EXCERPT TO READ:
━━━

I did so much stuff, and posted pictures on twitter. Many, many, many, many, many pictures. Often of food. And the occasional river, or supertoilet.

April 14, 2015

Spent the day personing a both at Cool Chips, and managed to fish a college professor and several graduate students out of the croud to give them a presentation. (Using a subset of the slides from Friday's thing.)

All this is sort of practice for a theoretical talk at Linuxcon Japan in 6 weeks. (Note that Cool Chips is _not_ run by the Linux Foundation, and thus has a year in the URL rather than a history that will vanish without trace once it stops being an effective fundraising tool to milk cash out of cluess Fortune 500 companies that want a company to represent Linux the way AOL representated The Internet to grandma. Any time a large enough accumulation of money says "Get me the blogosphere on the phone, NOW!", somebody will pick up the phone with one hand and the money with the other.)

Anyway, said Linuxcon talk remains purely theoretical because their contact address is a role not a person (well of course, it's a bureaucracy: individuals are single points of failure, you can't have any of those working for you), and thus no actual specific person has answered it since Saturday. We didn't know giving a talk about this stuff at a conference was even an option until we did it on Friday and went "we should do this again, bigger and better", at which point the CFP deadline had already passed (results hadn't been posted yet but the website wouldn't let us add more), so we're attempting to "fly standby", as it were.

For a value of "attempting" that involves being completely ignored, but we didn't sponsor the conference, so... *shrug* Oh well, wouldn't be the first "hall party" I've thrown at a con.

Meanwhile, the SMP circuitry should be ready enough to at least talk about it tomorrow. Or possibly the DMA stuff. The hardware engineers have been a variant of "ready" that collapses when you examine its quantum state, but I suppose that's what I'm here for...

April 13, 2015

The future starts in Japan! By which I mean given where the international dateline is and the 11 hour time difference (or is it 10? They don't do daylight savings time here, it varies), anyway my laptop clock says it's 11pm on the 12th, but here we just came back from lunch on monday.

Either way, the 4.0 kernel dropped last night which means I need to finally fix the #*%(&# problem with 3.19 that's blocked aboriginal on the 3.18 kernel. And so we dig.

━━━

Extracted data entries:
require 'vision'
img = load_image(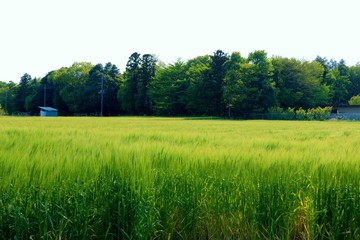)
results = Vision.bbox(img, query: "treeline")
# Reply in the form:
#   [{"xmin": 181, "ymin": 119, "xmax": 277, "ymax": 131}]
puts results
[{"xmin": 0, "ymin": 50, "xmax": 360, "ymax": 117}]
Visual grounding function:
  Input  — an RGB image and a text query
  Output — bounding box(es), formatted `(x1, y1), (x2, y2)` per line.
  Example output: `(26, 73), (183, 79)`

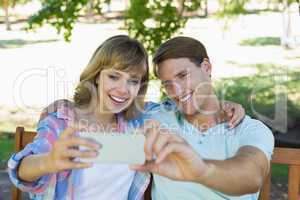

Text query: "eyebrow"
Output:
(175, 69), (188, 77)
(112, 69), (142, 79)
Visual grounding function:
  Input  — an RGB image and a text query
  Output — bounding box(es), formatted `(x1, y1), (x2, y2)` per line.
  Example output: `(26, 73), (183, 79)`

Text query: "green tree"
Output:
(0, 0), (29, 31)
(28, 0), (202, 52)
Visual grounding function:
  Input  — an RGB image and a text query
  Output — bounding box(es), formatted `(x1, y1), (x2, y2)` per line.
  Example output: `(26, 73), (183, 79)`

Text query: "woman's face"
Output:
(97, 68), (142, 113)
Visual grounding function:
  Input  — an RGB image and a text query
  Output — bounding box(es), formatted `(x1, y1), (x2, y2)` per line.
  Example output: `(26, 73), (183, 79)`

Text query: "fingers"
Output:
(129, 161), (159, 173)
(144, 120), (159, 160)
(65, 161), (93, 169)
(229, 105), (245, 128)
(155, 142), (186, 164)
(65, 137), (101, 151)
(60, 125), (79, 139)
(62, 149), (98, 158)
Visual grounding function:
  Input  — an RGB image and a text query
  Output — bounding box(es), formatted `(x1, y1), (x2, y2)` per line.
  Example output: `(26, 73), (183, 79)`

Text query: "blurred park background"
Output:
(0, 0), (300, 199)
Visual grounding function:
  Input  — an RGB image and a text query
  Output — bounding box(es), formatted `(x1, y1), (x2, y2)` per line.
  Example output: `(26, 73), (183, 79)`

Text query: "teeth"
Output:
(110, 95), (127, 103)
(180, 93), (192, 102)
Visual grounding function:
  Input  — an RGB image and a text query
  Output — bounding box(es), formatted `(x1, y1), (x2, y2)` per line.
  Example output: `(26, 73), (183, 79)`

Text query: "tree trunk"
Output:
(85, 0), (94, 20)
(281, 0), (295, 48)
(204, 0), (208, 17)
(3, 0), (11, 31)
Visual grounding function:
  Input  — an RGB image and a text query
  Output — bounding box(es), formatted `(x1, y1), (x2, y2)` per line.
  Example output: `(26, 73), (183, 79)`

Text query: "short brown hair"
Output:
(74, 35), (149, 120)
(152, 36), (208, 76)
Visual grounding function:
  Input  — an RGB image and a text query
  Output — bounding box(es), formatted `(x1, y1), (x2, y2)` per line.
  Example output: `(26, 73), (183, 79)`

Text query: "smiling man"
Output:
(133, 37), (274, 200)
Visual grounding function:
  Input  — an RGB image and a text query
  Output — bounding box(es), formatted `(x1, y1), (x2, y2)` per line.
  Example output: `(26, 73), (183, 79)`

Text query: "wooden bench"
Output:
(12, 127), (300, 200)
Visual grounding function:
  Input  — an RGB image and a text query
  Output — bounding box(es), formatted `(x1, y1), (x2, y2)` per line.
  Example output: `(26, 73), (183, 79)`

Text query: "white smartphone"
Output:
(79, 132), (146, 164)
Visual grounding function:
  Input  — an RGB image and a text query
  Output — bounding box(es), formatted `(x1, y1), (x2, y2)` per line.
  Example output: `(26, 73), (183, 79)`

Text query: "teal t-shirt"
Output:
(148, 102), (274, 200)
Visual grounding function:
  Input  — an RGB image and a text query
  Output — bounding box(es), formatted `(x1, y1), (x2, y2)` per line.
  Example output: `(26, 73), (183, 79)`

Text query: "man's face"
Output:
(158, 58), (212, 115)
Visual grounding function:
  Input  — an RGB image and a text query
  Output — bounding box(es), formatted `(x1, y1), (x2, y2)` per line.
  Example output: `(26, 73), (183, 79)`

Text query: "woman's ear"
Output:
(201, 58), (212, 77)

━━━

DIRECTIVE: Continue the blog entries about the trip to Japan, starting right after their final sentence, "And so we dig."

TASK OUTPUT:
The problem is that Aboriginal's sources/patches/linux-arm.patch, which forces the kernel's kconfig to allow the "arm versatile" board to select what kind of CPU it has (QEMU can emulated v4, v5, v6, v7 with various -cpu options, but the kernel has assumptions about what's in there), conflicts in 3.19. Bisecting, it was broken by commit dc680b989d51 "ARM: fix multiplatform allmodcompile", which was itself patching the earlier commit 68f3b875f784 "ARM: integrator: make the Integrator multiplatform".

This sounds great: do they now allow you to run the same board on multiple procesor variants? Hmmm, looks like they do actually. So I might be able to just yank that patch. And the outoutdamnperl patch is obsoleted by commit d69911a68c86 so that can go to...

And then the FUN part is figuring out what the heck happend to initramfs. The config didn't change but the kernel is panicing unable to mount root= which it shouldn't be trying to do because there's an initramfs. What?

Bisect, bisect, bisect... Oh thank you so much Andi Kleen for commit ec72c666fb34 so we now have two symbols (CONFIG_INITRAMFS_COMPRESSION_GZIP and now CONFIG_RD_GZIP) meaning the EXACT SAME THING and you have to specify BOTH of them to be able to compress your initramfs with gzip. (Note! We already compress the KERNEL with gzip using KERNEL_GZIP which sets HAVE_KERNEL_GZIP (no idea why) which means we have FOUR symbols that mean the exact same thing.

~~The Aristocrats!~~ Linux!

Anyway, 3.19 seems to work now. Doing test builds on the various targets, and then I can cut a release and be once again only one version behind.

Might cut a toybox release just because I can. But I'd like to finish ps first, and expr is fairly low hanging fruit that's the main remaining item in the aboriginal linux command usage table:

   7 busybox gzip
   8 busybox dd
  17 busybox tar
 190 busybox diff
 275 busybox sh
 417 busybox tr
 457 busybox awk
3414 busybox expr

That's it for the i686 build. The LFS build plus command prompt niceties add ash bunzip2 fdisk ftpd ftpget ftpput gunzip less man pgrep ping pkill ps route sha512sum test unxz vi wget xzcat zcat and while I'm at it android is grabbing expr hwclock more netstat pgrep pkill route tar tr out of "pending" (get the value of $ALL_TOOLS out of their Android.mk and then for i in $THAT; do grep -q "TOY($i," toys/pending/*.c && echo $i; done), and a contributor to my patreon wants mdev prioritized, and $DAYJOB could really really use toysh.

So.

I should do that.

April 12, 2015

Video of the Jamboree presentation isn't up yet, but given that ELC video from last month isn't up yet either, I can't be too hard on them. (Also, we and Tim Bird skyping in from the states were the only english presenters, so Kawasaki-san did his third of the talk in Japanese. Everybody else's slides were in english, but not their talks, so pointing a US crowd at the video is... thingy.)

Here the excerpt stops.